TO DO
Rewrite the material starting with the line containing "the firefighter in" and going on through the end of the material, both ends included, keeping the requests and their sample points unchanged but scaling every answer point coordinate by 1.65, rounded to whole numbers with halves going up. Omit the pictures.

Point annotation records
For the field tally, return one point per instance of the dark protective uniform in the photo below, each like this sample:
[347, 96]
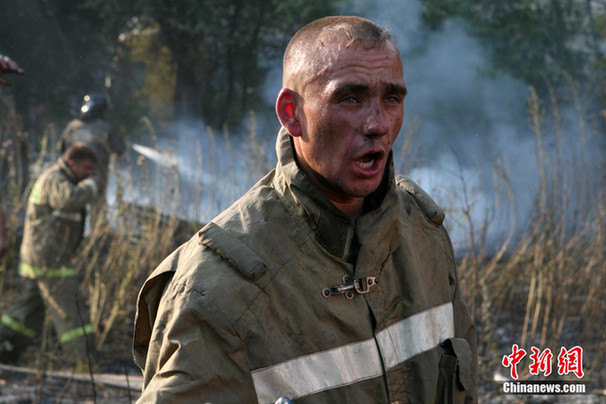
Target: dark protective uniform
[283, 295]
[53, 230]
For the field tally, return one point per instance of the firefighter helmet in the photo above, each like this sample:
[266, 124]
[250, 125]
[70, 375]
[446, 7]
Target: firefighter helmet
[94, 106]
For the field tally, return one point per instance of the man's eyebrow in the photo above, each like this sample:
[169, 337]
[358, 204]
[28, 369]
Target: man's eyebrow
[392, 88]
[352, 88]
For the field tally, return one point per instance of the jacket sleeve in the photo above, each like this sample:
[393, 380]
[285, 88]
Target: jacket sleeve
[67, 196]
[465, 329]
[190, 350]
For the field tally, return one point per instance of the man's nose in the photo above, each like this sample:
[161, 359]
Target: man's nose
[376, 122]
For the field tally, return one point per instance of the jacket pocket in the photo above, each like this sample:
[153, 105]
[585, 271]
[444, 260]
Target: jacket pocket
[454, 371]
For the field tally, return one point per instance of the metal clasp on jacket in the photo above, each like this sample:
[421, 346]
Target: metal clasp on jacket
[349, 286]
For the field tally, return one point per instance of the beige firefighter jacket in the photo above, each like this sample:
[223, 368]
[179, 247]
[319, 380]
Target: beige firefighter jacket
[54, 221]
[282, 295]
[98, 134]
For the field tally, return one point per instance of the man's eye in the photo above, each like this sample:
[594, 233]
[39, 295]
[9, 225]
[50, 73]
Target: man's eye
[349, 99]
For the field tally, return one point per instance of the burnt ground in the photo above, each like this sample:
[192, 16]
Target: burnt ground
[38, 379]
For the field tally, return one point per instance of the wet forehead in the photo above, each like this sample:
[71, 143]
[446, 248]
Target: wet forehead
[379, 66]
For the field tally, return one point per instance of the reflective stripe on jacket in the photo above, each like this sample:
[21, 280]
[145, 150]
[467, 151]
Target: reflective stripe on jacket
[54, 222]
[240, 313]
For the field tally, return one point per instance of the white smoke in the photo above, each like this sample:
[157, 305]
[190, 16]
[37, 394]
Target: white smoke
[471, 133]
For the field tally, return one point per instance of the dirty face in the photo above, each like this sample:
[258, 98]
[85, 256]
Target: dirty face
[350, 115]
[81, 169]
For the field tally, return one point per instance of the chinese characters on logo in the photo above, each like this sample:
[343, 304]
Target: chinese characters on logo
[569, 361]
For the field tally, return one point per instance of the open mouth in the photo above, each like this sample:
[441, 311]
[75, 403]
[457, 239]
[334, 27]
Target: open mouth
[368, 160]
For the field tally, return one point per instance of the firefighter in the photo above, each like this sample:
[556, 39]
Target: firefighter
[53, 230]
[92, 128]
[327, 282]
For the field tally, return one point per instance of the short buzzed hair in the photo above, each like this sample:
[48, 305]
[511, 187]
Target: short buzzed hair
[80, 151]
[299, 56]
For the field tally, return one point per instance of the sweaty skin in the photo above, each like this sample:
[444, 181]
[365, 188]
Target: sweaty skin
[344, 121]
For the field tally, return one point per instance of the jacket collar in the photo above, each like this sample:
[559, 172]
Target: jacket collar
[332, 228]
[65, 168]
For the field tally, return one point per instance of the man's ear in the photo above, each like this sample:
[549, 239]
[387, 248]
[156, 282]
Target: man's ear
[285, 109]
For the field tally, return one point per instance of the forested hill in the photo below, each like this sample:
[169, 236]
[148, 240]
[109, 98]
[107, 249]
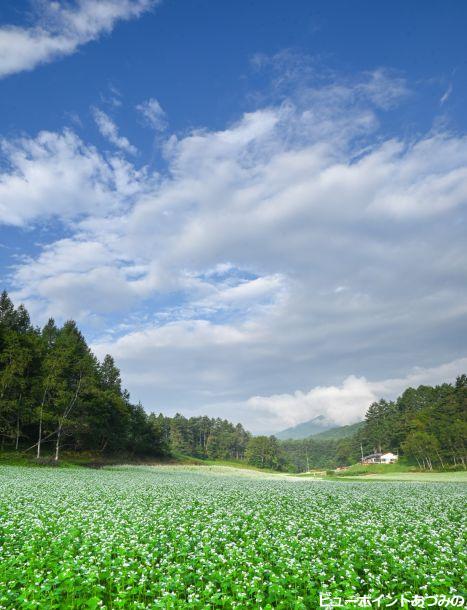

ANSWER IN FULL
For the field tally, return one point per instance of the firefighter in the photo above, each like this sample:
[556, 39]
Target: firefighter
[87, 380]
[152, 211]
[540, 465]
For the field tally, return one point per instance of the short buzzed hair in the photo above, each like this sample:
[48, 305]
[511, 187]
Target: short buzzed hair
[132, 249]
[493, 92]
For the field tally, return one point per instance of the sweaty skin in the photo above, each like this sample:
[444, 181]
[365, 188]
Target: sweaty skin
[568, 200]
For the field tally, return one point per instance of the jacket collar in the photo above, each like this sample:
[559, 172]
Target: jacket collar
[548, 376]
[107, 277]
For the field tally, return one point per instance of the man's ear in the photo above, each like this sample:
[549, 239]
[387, 248]
[156, 282]
Target: man's ear
[470, 180]
For the field tally, return one point per instance of the forested hill in the photo below, each like this sample:
[169, 236]
[148, 240]
[109, 98]
[107, 249]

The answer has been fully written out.